→ Extracted records
────────
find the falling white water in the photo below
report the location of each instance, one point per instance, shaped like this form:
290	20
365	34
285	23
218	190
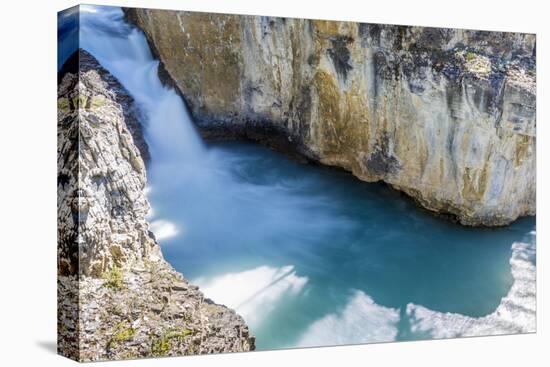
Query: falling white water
222	204
123	50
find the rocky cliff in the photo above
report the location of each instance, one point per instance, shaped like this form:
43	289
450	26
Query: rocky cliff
444	115
117	296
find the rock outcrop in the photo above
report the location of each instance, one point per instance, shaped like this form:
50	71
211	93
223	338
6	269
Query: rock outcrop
444	115
117	296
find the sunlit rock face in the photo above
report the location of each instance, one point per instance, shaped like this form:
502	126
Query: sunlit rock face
117	296
446	116
101	173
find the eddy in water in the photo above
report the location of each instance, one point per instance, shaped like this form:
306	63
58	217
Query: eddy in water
308	255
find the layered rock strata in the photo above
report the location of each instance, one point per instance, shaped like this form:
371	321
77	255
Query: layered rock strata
117	296
444	115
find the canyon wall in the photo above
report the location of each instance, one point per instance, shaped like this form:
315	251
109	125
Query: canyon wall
444	115
117	296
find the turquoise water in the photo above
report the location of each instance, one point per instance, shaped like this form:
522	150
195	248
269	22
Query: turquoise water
309	255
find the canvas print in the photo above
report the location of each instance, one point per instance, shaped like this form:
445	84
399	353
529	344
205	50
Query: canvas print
231	183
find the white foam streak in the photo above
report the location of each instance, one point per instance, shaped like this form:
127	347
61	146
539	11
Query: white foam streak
163	229
254	293
361	321
515	314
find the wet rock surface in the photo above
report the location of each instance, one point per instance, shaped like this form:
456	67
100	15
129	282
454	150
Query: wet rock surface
445	115
117	296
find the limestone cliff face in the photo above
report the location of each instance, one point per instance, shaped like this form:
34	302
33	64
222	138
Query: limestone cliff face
117	296
445	115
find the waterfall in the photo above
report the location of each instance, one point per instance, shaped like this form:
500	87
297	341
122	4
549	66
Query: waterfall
123	50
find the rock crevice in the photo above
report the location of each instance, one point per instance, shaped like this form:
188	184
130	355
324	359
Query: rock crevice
117	296
444	115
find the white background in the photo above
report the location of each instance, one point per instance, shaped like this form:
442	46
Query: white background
28	181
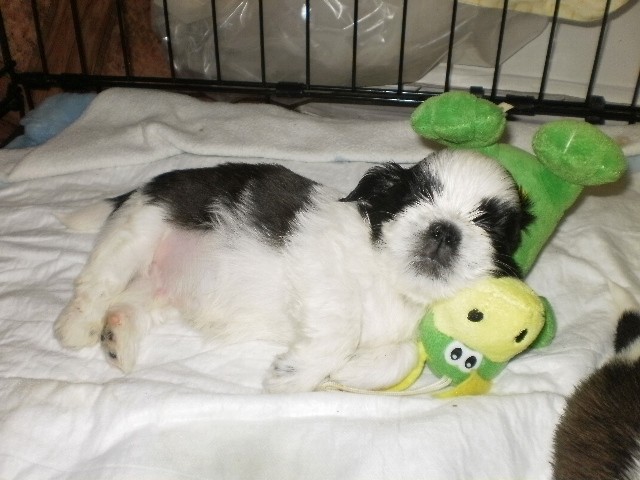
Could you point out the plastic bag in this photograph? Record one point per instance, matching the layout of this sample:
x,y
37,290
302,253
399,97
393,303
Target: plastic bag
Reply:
x,y
331,39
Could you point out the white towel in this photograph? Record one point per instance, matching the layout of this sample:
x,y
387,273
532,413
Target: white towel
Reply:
x,y
132,127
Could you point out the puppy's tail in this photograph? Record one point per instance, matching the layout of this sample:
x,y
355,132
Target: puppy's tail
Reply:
x,y
92,217
627,340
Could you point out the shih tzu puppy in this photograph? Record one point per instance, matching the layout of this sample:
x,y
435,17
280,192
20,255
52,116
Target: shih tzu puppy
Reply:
x,y
598,436
258,252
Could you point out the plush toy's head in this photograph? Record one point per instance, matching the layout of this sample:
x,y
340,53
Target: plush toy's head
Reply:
x,y
470,338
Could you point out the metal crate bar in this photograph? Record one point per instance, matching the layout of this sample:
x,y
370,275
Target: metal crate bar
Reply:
x,y
593,108
496,67
452,35
77,29
354,44
598,54
124,39
216,44
547,59
167,32
403,36
35,12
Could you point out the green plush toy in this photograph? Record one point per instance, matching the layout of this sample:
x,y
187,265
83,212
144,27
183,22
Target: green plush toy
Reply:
x,y
569,155
470,338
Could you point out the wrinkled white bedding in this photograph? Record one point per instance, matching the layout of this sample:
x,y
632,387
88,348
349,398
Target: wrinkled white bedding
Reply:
x,y
192,408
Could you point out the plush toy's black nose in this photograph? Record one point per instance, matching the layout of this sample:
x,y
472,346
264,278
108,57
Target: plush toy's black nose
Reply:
x,y
522,335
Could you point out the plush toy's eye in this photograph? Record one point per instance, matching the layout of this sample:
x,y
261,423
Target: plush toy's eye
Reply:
x,y
522,335
458,355
470,362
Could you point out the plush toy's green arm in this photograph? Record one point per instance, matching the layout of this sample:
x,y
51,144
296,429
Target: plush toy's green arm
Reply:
x,y
550,197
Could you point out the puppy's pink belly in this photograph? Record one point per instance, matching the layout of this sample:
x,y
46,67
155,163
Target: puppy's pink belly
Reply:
x,y
175,266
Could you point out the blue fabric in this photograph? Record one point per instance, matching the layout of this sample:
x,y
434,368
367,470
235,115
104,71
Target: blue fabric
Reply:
x,y
50,118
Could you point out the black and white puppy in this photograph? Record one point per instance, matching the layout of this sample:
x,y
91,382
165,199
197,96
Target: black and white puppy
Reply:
x,y
259,252
598,436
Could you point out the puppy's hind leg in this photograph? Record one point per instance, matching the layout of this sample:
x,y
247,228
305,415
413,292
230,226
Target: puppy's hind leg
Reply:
x,y
127,320
125,246
378,367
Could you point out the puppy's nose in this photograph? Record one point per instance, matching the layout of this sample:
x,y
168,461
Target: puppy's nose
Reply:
x,y
441,242
444,235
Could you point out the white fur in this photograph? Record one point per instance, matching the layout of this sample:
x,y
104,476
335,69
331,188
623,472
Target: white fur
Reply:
x,y
346,308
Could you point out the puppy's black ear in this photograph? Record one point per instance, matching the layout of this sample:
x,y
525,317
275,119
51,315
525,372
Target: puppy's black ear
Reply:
x,y
378,183
381,194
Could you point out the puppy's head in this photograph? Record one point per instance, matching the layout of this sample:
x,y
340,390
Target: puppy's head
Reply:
x,y
453,218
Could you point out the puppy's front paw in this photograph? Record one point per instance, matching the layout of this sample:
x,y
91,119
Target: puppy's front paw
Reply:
x,y
119,339
76,326
285,376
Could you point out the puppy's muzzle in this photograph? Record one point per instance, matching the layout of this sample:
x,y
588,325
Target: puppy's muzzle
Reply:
x,y
437,249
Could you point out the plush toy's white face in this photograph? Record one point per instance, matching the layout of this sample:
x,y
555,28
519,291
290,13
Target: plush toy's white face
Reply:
x,y
499,317
453,218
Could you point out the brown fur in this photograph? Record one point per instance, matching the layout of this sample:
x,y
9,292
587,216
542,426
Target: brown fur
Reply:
x,y
598,433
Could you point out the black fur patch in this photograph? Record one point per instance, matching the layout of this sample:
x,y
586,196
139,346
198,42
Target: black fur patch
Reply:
x,y
386,190
628,330
119,200
269,196
504,223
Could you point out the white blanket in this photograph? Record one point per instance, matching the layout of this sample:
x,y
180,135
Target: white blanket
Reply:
x,y
192,408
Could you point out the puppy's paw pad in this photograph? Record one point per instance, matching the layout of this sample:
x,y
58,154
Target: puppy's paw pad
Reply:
x,y
74,327
285,377
119,340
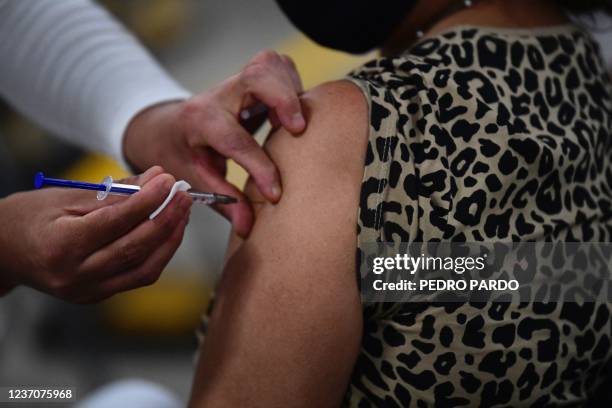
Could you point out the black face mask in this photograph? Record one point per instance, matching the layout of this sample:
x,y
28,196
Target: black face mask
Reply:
x,y
355,26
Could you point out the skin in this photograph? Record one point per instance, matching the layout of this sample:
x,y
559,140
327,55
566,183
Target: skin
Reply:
x,y
119,247
69,245
193,139
297,263
287,324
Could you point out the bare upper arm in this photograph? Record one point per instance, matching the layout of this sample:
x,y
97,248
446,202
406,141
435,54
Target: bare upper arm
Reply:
x,y
286,327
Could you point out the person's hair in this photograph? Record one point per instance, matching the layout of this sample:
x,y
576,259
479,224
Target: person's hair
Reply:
x,y
586,6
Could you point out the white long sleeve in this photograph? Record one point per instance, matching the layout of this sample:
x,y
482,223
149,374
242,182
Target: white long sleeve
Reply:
x,y
72,68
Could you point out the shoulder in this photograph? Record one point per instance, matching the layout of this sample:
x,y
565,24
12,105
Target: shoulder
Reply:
x,y
332,148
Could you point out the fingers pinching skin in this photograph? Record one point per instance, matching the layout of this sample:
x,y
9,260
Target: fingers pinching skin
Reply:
x,y
271,79
235,142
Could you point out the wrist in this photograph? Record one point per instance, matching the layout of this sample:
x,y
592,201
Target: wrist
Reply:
x,y
7,281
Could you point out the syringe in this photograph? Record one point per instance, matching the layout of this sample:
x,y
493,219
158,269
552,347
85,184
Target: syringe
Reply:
x,y
109,187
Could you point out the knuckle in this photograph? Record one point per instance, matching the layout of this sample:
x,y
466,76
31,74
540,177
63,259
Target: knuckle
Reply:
x,y
130,255
254,72
52,257
239,144
149,277
165,225
265,57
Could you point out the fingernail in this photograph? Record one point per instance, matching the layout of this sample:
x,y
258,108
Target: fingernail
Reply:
x,y
168,184
275,191
298,120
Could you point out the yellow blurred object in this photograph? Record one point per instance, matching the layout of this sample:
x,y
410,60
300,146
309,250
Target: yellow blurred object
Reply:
x,y
156,23
170,307
95,167
316,64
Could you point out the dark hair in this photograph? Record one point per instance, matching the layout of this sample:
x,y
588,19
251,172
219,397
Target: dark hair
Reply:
x,y
586,6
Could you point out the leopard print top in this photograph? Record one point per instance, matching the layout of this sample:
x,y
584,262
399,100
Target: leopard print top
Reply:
x,y
483,134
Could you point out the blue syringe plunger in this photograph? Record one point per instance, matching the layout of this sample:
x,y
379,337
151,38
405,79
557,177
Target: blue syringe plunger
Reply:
x,y
109,187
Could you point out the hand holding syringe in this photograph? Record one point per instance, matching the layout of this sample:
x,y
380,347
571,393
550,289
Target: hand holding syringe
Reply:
x,y
109,187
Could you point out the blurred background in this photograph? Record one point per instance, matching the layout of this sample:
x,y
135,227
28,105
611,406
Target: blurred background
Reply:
x,y
147,333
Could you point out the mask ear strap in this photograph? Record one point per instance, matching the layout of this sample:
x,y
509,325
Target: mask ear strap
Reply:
x,y
466,4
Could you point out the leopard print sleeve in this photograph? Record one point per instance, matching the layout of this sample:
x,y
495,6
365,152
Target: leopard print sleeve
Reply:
x,y
479,134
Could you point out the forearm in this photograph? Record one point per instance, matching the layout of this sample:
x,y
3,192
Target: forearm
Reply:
x,y
76,71
7,280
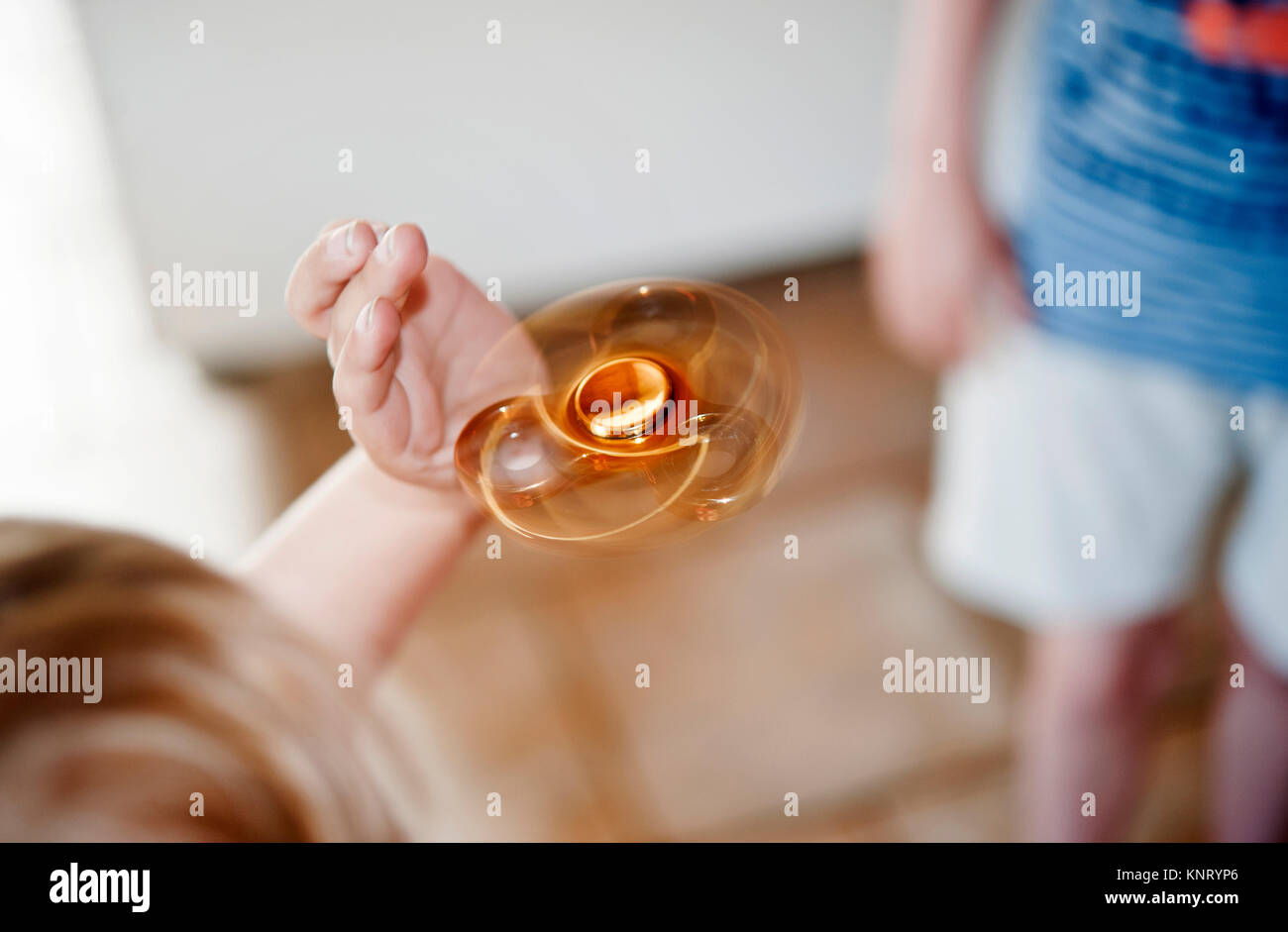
────────
How many lines of the data above contain the string "belly"? Matches must have the same case, and the reply should be only the number.

→ Finished exercise
2